_Extracted data:_

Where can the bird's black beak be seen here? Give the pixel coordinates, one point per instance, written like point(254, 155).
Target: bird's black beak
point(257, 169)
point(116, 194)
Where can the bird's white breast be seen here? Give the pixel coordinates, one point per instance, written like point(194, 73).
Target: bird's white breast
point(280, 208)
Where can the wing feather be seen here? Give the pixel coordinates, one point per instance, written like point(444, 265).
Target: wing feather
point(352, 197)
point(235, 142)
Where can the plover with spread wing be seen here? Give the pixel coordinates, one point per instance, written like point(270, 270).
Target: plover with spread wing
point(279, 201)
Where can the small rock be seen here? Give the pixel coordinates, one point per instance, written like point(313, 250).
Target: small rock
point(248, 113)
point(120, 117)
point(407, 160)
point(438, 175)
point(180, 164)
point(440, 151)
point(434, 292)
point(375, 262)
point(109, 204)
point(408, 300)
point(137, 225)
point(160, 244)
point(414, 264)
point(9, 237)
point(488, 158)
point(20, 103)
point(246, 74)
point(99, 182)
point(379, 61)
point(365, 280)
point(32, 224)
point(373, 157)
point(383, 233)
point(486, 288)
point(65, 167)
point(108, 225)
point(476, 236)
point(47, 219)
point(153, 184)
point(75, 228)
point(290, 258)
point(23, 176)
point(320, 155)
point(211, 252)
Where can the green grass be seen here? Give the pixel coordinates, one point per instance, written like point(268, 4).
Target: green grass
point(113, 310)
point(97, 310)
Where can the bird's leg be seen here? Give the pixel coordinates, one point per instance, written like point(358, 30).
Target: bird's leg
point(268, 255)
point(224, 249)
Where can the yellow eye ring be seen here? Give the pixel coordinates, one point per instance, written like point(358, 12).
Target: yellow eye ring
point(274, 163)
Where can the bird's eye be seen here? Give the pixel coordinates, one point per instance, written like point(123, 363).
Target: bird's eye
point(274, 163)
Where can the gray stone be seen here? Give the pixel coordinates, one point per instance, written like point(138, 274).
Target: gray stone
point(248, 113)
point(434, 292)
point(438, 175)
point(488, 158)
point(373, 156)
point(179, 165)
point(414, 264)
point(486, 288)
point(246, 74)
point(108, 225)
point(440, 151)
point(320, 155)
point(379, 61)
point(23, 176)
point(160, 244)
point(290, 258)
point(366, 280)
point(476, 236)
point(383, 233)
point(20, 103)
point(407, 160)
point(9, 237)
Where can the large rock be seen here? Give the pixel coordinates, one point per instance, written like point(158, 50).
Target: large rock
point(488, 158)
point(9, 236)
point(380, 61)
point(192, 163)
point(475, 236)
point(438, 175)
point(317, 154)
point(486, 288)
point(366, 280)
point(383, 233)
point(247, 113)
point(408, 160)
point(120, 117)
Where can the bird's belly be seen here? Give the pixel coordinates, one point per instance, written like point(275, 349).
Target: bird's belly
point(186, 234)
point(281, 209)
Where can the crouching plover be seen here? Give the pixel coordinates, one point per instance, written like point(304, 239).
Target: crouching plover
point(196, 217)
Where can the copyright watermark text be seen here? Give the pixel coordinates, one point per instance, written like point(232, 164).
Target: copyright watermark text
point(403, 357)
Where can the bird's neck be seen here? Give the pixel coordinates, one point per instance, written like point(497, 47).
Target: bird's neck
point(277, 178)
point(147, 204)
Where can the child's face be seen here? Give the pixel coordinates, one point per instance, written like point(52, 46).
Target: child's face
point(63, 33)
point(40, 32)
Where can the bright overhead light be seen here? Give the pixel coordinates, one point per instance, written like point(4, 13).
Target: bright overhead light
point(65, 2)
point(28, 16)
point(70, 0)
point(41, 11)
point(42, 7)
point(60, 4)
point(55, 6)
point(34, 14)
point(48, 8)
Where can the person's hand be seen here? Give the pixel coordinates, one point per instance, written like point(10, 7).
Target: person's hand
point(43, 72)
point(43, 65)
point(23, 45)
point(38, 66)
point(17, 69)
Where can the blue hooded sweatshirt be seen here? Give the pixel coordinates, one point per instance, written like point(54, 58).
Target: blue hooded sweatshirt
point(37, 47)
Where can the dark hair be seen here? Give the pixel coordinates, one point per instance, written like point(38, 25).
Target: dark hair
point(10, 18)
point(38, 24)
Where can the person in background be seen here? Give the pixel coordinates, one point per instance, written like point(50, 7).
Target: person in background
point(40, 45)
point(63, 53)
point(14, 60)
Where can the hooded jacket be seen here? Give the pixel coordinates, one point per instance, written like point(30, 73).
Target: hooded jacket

_Problem to work on:_
Write out all of the data above again, changing "one point per instance" to "one point for each instance" everywhere it occurs and leaving everything else as it is.

_The completed task:_
Where can the bird's black beak be seen here? Give the pixel coordinates, one point for each instance, written like point(254, 155).
Target: bird's black beak
point(257, 169)
point(116, 194)
Where can the bird's white breast be seen here? Give the pixel coordinates, one point for each instance, written like point(194, 73).
Target: bird's white breast
point(280, 208)
Where can the wing feather be seen here? Give the pixel coordinates, one point for each instance, written like point(444, 265).
Target: wing feather
point(352, 197)
point(235, 142)
Where can the plover with spread wing be seen here? Give the pixel coordinates, one point for each instance, written like point(270, 270).
Target: plover with spread wing
point(279, 201)
Where can the small rock be seen here? Give the pixel coordinates, one point for each instance, written like point(313, 250).
Target: small rock
point(248, 113)
point(120, 117)
point(407, 160)
point(438, 175)
point(180, 164)
point(440, 151)
point(434, 292)
point(375, 262)
point(109, 204)
point(408, 300)
point(137, 225)
point(160, 244)
point(414, 264)
point(9, 237)
point(488, 158)
point(20, 103)
point(246, 74)
point(99, 182)
point(379, 61)
point(365, 280)
point(32, 224)
point(373, 157)
point(383, 233)
point(486, 288)
point(65, 167)
point(108, 225)
point(476, 236)
point(47, 219)
point(153, 184)
point(75, 228)
point(290, 258)
point(23, 176)
point(320, 155)
point(211, 252)
Where can the green grass be seen here? Give the pixel coordinates, one point for each instance, written like point(268, 4).
Target: green grass
point(113, 310)
point(97, 310)
Where can the bird's leg be seen here? Give the pixel coordinates, one point for each instance, written like point(358, 30).
Target: bird's leg
point(268, 255)
point(224, 249)
Where can the yellow eye ring be seen here? Give the pixel coordinates, one point for each instance, written like point(358, 12).
Target: yellow eye ring
point(274, 163)
Where can the bird's eye be seen here? Give the pixel coordinates, one point for each instance, written like point(123, 363).
Target: bird's eye
point(274, 163)
Where can the gray stone be seen here? Give the pixel coordinates, one point for each instance, written like point(138, 274).
Target: gray stone
point(248, 113)
point(434, 292)
point(438, 175)
point(488, 158)
point(373, 156)
point(179, 165)
point(414, 264)
point(486, 288)
point(246, 74)
point(108, 225)
point(440, 151)
point(320, 155)
point(379, 61)
point(23, 176)
point(160, 244)
point(290, 258)
point(366, 280)
point(476, 236)
point(383, 233)
point(20, 103)
point(407, 160)
point(9, 237)
Where can the large rock be seen here? Give the pixel coordinates, one point for each instance, written like point(158, 50).
Target: large rock
point(488, 158)
point(9, 236)
point(380, 61)
point(192, 163)
point(475, 236)
point(438, 175)
point(317, 154)
point(486, 288)
point(366, 280)
point(383, 233)
point(247, 113)
point(408, 160)
point(120, 117)
Where can the bird's belly be seen here? Give the pixel coordinates, one point for each instance, written like point(275, 349).
Target: bird's belly
point(186, 234)
point(281, 209)
Where can the crouching plover be seen here? Give the pixel coordinates, one point for each instance, written like point(304, 239).
Target: crouching plover
point(196, 217)
Where can the copyright watermark text be seen here? Give the pixel coordinates, one point for each instance, written like point(232, 164).
Target: copyright watermark text
point(403, 357)
Where can the bird's neck be seen here? Give the pixel coordinates, one point for each instance, written like point(497, 47).
Target: bird's neck
point(277, 178)
point(147, 204)
Where can the child's face be seen here? Give the pixel coordinates, one point for each instance, written like point(52, 46).
Target: child's face
point(63, 33)
point(40, 32)
Where can the bright overhead light be seen here? Give the pixel coordinates, one point for each instance, written like point(4, 13).
Target: bright overhead light
point(65, 2)
point(28, 16)
point(70, 0)
point(41, 11)
point(42, 7)
point(60, 4)
point(55, 6)
point(34, 14)
point(48, 8)
Where can the person's hand be seen here? Give the pixel coordinates, one point for each instance, written like point(10, 7).
Target: person's hand
point(43, 72)
point(43, 65)
point(23, 45)
point(38, 66)
point(17, 69)
Where can the blue hooded sweatshirt be seen here? Give the pixel coordinates, one point for each instance, written like point(54, 58).
Target: blue hooded sweatshirt
point(37, 47)
Where can the dark hair be seen here? Give the pixel coordinates, one point for each instance, written like point(38, 25).
Target: dark hair
point(10, 18)
point(38, 24)
Where can the person in background be seen here? Give the pixel coordinates, one point for each instance, written like point(50, 7).
Target: person in background
point(40, 45)
point(63, 53)
point(14, 60)
Where can the hooded jacket be seen here? Give the pixel coordinates, one point for each instance, written like point(30, 73).
Target: hooded jacket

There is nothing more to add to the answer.